Search the data below for lines that include the word "truck" and state how many there are, nothing else.
Dataset records START
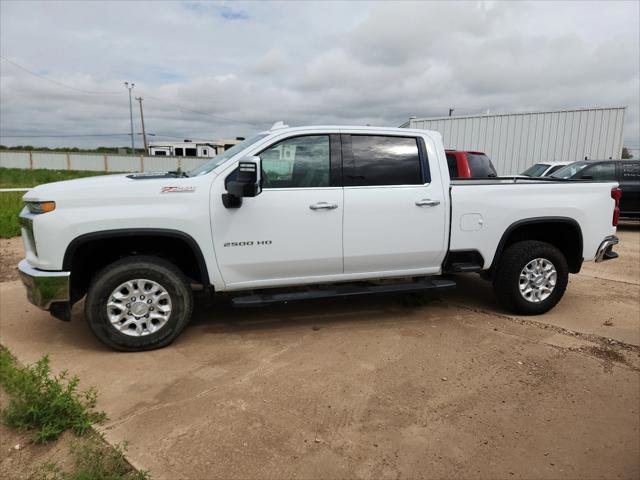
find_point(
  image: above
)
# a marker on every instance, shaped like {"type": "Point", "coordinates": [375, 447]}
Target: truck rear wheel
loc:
{"type": "Point", "coordinates": [531, 277]}
{"type": "Point", "coordinates": [138, 303]}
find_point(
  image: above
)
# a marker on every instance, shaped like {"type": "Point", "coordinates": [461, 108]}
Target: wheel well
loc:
{"type": "Point", "coordinates": [564, 234]}
{"type": "Point", "coordinates": [90, 253]}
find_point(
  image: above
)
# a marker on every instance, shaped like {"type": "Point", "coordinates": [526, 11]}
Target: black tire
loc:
{"type": "Point", "coordinates": [151, 268]}
{"type": "Point", "coordinates": [506, 278]}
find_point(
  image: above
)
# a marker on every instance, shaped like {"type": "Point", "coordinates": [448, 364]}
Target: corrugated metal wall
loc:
{"type": "Point", "coordinates": [516, 141]}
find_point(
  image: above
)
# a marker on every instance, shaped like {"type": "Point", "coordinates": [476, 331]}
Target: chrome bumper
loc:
{"type": "Point", "coordinates": [604, 250]}
{"type": "Point", "coordinates": [44, 288]}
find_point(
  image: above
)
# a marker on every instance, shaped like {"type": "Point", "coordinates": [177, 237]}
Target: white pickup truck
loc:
{"type": "Point", "coordinates": [296, 213]}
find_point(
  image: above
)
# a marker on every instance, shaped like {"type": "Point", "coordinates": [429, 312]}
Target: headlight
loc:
{"type": "Point", "coordinates": [40, 207]}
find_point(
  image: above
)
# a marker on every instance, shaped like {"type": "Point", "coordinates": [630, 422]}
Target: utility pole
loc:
{"type": "Point", "coordinates": [130, 87]}
{"type": "Point", "coordinates": [144, 134]}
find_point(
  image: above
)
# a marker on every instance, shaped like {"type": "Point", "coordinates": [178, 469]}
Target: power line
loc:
{"type": "Point", "coordinates": [67, 136]}
{"type": "Point", "coordinates": [199, 112]}
{"type": "Point", "coordinates": [89, 92]}
{"type": "Point", "coordinates": [55, 82]}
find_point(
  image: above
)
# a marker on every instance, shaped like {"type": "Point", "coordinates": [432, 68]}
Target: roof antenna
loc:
{"type": "Point", "coordinates": [278, 125]}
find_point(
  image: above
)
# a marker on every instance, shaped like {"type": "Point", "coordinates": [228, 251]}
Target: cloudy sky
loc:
{"type": "Point", "coordinates": [216, 69]}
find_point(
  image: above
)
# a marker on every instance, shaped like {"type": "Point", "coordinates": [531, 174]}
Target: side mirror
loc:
{"type": "Point", "coordinates": [248, 183]}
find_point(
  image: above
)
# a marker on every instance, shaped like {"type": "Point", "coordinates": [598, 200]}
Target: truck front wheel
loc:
{"type": "Point", "coordinates": [138, 303]}
{"type": "Point", "coordinates": [531, 277]}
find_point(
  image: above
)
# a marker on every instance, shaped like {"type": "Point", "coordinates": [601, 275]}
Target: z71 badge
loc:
{"type": "Point", "coordinates": [177, 189]}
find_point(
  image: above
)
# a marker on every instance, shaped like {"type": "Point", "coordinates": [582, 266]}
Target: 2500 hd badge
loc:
{"type": "Point", "coordinates": [249, 243]}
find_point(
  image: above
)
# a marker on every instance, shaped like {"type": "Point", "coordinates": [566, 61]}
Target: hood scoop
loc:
{"type": "Point", "coordinates": [152, 175]}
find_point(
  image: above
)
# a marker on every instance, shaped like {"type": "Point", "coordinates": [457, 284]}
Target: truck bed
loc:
{"type": "Point", "coordinates": [484, 209]}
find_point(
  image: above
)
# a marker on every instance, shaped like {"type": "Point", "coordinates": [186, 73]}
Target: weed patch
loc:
{"type": "Point", "coordinates": [94, 459]}
{"type": "Point", "coordinates": [47, 404]}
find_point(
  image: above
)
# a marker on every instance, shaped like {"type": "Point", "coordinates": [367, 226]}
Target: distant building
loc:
{"type": "Point", "coordinates": [515, 141]}
{"type": "Point", "coordinates": [188, 148]}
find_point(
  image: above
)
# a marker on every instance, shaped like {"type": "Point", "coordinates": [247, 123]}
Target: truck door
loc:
{"type": "Point", "coordinates": [394, 206]}
{"type": "Point", "coordinates": [292, 231]}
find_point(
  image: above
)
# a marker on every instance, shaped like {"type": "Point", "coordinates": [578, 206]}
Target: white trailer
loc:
{"type": "Point", "coordinates": [188, 148]}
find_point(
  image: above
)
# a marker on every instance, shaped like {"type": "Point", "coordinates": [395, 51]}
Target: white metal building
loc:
{"type": "Point", "coordinates": [514, 141]}
{"type": "Point", "coordinates": [188, 148]}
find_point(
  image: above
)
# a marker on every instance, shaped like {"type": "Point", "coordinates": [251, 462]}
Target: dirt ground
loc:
{"type": "Point", "coordinates": [374, 387]}
{"type": "Point", "coordinates": [11, 252]}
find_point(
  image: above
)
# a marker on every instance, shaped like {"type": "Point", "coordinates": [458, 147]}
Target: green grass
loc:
{"type": "Point", "coordinates": [11, 202]}
{"type": "Point", "coordinates": [44, 403]}
{"type": "Point", "coordinates": [21, 178]}
{"type": "Point", "coordinates": [94, 459]}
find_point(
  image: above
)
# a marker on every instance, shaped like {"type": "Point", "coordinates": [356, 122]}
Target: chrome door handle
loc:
{"type": "Point", "coordinates": [323, 206]}
{"type": "Point", "coordinates": [427, 202]}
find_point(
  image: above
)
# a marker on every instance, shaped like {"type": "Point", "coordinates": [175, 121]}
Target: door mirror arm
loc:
{"type": "Point", "coordinates": [248, 183]}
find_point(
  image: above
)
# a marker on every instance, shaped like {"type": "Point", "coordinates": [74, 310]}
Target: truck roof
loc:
{"type": "Point", "coordinates": [281, 128]}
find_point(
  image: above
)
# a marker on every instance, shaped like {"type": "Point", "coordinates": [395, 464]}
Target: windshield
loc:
{"type": "Point", "coordinates": [226, 155]}
{"type": "Point", "coordinates": [535, 170]}
{"type": "Point", "coordinates": [570, 170]}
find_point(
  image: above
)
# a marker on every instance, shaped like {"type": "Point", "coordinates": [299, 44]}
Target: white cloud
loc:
{"type": "Point", "coordinates": [248, 64]}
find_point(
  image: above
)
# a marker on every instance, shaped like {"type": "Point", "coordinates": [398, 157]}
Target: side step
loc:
{"type": "Point", "coordinates": [347, 290]}
{"type": "Point", "coordinates": [465, 267]}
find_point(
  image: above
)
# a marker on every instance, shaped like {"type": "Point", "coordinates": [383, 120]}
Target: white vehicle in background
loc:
{"type": "Point", "coordinates": [298, 213]}
{"type": "Point", "coordinates": [543, 169]}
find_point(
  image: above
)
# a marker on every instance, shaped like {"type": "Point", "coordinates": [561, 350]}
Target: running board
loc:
{"type": "Point", "coordinates": [465, 267]}
{"type": "Point", "coordinates": [347, 290]}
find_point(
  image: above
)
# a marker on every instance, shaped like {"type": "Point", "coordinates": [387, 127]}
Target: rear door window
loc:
{"type": "Point", "coordinates": [600, 171]}
{"type": "Point", "coordinates": [553, 169]}
{"type": "Point", "coordinates": [452, 163]}
{"type": "Point", "coordinates": [630, 172]}
{"type": "Point", "coordinates": [480, 166]}
{"type": "Point", "coordinates": [384, 160]}
{"type": "Point", "coordinates": [535, 170]}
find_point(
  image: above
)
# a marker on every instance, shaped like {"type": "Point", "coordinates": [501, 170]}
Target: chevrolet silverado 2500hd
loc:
{"type": "Point", "coordinates": [295, 213]}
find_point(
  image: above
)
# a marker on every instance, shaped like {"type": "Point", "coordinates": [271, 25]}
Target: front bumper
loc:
{"type": "Point", "coordinates": [44, 288]}
{"type": "Point", "coordinates": [605, 250]}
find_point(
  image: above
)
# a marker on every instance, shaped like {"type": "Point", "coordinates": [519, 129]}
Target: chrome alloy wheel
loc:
{"type": "Point", "coordinates": [139, 307]}
{"type": "Point", "coordinates": [537, 280]}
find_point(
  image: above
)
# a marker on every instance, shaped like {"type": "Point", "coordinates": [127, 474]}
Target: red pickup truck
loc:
{"type": "Point", "coordinates": [467, 164]}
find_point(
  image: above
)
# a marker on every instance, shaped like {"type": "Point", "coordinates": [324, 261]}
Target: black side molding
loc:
{"type": "Point", "coordinates": [346, 290]}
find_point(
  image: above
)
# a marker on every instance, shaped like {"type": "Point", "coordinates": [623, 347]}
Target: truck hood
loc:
{"type": "Point", "coordinates": [112, 188]}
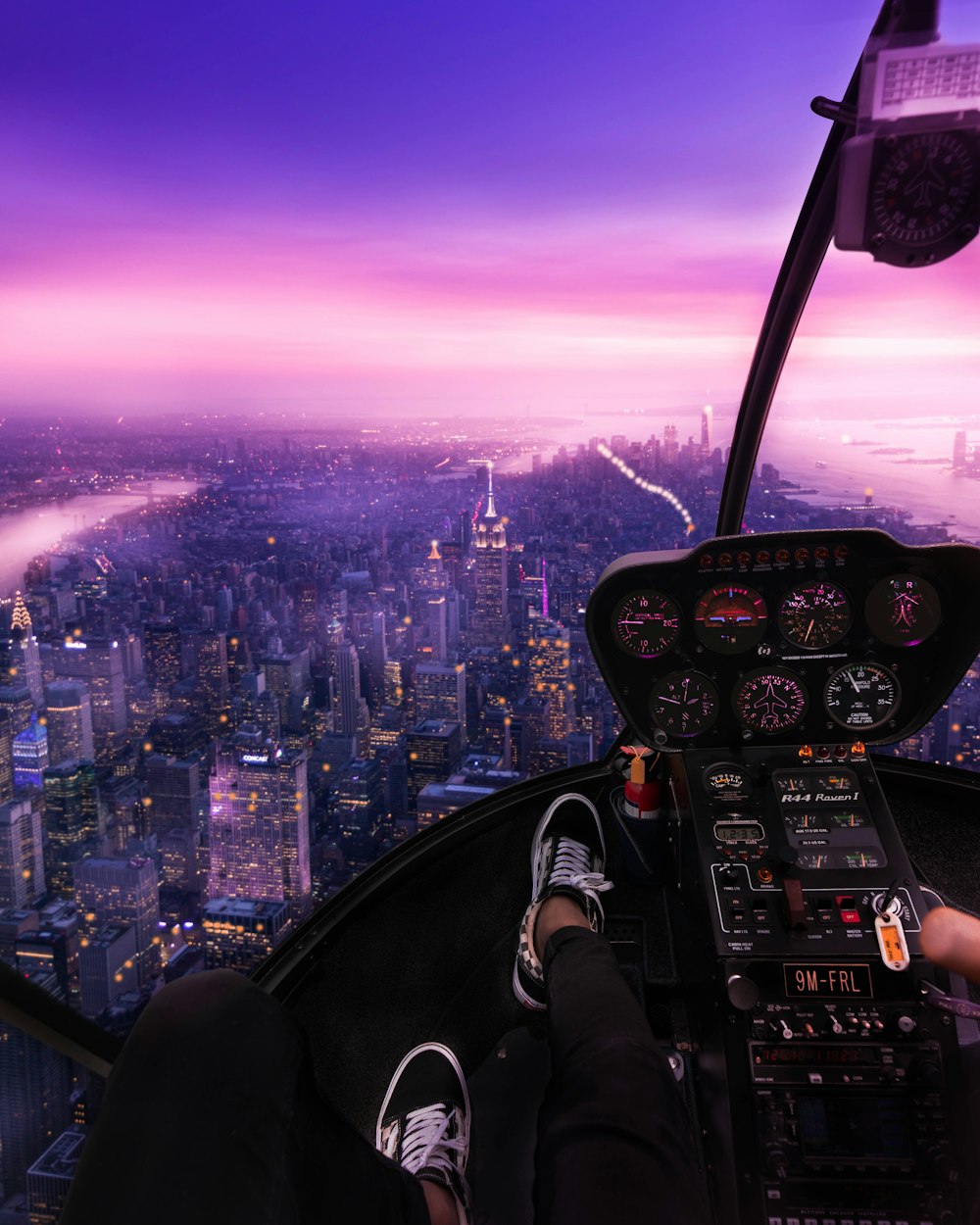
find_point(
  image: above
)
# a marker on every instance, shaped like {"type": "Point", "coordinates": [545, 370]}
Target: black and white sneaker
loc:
Dataset records END
Answer box:
8